Written problem:
Find each line in the entries below that contains the word "mountain", and copy every such line.
**** Provided data ****
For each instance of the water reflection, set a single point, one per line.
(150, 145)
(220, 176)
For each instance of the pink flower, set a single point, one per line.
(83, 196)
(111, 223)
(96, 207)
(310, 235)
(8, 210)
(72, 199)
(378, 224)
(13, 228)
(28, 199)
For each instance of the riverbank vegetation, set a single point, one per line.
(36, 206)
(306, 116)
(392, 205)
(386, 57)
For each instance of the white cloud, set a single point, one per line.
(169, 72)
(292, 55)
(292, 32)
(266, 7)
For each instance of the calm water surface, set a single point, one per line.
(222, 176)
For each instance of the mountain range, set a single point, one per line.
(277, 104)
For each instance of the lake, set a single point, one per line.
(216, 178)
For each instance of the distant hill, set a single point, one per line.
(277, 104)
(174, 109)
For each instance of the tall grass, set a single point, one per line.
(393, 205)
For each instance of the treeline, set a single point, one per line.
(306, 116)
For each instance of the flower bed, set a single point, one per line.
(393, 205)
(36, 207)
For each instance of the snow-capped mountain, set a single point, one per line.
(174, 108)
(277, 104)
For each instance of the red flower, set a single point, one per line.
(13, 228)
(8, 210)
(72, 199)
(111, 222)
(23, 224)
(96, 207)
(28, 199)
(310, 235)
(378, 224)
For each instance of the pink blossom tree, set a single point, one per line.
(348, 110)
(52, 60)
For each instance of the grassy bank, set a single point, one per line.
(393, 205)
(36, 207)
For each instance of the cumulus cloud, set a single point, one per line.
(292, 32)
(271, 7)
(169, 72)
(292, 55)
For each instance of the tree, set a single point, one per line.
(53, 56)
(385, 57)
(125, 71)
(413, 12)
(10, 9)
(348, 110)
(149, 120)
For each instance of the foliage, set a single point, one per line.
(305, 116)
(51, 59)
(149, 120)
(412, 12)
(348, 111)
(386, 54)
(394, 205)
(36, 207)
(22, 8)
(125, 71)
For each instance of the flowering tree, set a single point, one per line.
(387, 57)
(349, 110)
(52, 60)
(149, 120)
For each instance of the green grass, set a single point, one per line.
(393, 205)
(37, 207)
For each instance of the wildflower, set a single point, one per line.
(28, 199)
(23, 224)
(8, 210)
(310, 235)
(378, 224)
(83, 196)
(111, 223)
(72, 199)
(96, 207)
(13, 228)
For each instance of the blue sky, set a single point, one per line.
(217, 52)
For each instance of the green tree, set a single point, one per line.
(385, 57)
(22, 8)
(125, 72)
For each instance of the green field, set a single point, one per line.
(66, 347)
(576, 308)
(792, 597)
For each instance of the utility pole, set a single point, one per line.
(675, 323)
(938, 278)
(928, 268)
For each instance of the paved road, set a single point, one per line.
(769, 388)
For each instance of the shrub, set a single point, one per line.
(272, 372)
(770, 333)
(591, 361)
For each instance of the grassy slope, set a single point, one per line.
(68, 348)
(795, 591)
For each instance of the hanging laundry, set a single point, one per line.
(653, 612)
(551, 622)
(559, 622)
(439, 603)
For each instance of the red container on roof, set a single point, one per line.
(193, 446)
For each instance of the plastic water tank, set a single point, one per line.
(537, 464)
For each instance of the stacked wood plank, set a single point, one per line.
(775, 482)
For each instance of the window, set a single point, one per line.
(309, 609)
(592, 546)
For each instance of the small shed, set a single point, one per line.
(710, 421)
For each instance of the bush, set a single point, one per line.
****
**** Provided data ****
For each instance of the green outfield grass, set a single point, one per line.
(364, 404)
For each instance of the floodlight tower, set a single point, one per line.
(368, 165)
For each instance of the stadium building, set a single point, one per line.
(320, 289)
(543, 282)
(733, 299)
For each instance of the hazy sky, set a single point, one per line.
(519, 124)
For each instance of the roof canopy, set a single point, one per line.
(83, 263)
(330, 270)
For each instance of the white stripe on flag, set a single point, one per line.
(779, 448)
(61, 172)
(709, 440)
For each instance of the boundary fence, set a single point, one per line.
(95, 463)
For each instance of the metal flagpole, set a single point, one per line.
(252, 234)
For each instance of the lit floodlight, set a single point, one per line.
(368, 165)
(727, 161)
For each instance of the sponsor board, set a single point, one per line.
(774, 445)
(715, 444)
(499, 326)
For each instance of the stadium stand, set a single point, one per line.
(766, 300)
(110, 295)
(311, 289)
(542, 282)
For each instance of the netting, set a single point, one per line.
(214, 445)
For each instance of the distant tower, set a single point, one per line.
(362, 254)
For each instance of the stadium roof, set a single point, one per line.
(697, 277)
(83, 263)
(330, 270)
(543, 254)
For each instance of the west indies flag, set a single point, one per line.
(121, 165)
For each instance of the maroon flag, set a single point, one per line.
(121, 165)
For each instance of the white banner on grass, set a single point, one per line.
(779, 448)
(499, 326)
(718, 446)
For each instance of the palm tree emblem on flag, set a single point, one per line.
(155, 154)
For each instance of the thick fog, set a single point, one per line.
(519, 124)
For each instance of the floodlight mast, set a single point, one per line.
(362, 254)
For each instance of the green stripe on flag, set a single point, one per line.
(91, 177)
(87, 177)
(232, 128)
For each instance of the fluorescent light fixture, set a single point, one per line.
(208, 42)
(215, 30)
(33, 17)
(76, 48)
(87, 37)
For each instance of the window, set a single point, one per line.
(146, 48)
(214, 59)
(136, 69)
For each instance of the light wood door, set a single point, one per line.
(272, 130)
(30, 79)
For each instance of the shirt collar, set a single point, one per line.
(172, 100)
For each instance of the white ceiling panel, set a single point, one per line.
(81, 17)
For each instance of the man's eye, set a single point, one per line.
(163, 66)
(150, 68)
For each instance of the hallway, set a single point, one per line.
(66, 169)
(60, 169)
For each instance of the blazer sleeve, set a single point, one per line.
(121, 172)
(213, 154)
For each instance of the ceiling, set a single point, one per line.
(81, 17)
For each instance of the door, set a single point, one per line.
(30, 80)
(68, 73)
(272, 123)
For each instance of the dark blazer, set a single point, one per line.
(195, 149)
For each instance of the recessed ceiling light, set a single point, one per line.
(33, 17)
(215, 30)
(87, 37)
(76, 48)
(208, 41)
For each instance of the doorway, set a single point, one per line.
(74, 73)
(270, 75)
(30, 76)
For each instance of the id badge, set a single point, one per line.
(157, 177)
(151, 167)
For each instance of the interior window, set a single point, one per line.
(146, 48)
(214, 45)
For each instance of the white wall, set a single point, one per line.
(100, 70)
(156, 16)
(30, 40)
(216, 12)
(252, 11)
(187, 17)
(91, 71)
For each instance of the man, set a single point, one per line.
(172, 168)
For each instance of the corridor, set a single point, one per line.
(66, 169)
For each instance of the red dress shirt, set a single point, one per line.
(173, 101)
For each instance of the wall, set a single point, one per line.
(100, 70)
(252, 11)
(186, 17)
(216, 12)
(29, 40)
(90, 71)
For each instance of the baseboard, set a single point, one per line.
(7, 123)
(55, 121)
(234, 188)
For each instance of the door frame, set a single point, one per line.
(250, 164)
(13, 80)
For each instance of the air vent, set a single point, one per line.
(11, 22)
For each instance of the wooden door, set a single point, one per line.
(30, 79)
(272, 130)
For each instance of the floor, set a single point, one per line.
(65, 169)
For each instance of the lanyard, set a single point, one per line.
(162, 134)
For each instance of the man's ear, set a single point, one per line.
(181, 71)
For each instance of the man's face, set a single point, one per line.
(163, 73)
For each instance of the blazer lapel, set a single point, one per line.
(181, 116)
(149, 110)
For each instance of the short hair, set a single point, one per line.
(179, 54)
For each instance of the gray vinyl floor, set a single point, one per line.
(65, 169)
****
Output:
For each instance of the mountain range, set a single point, one per line.
For each instance of the snow-capped mountain, set a single point, one per line.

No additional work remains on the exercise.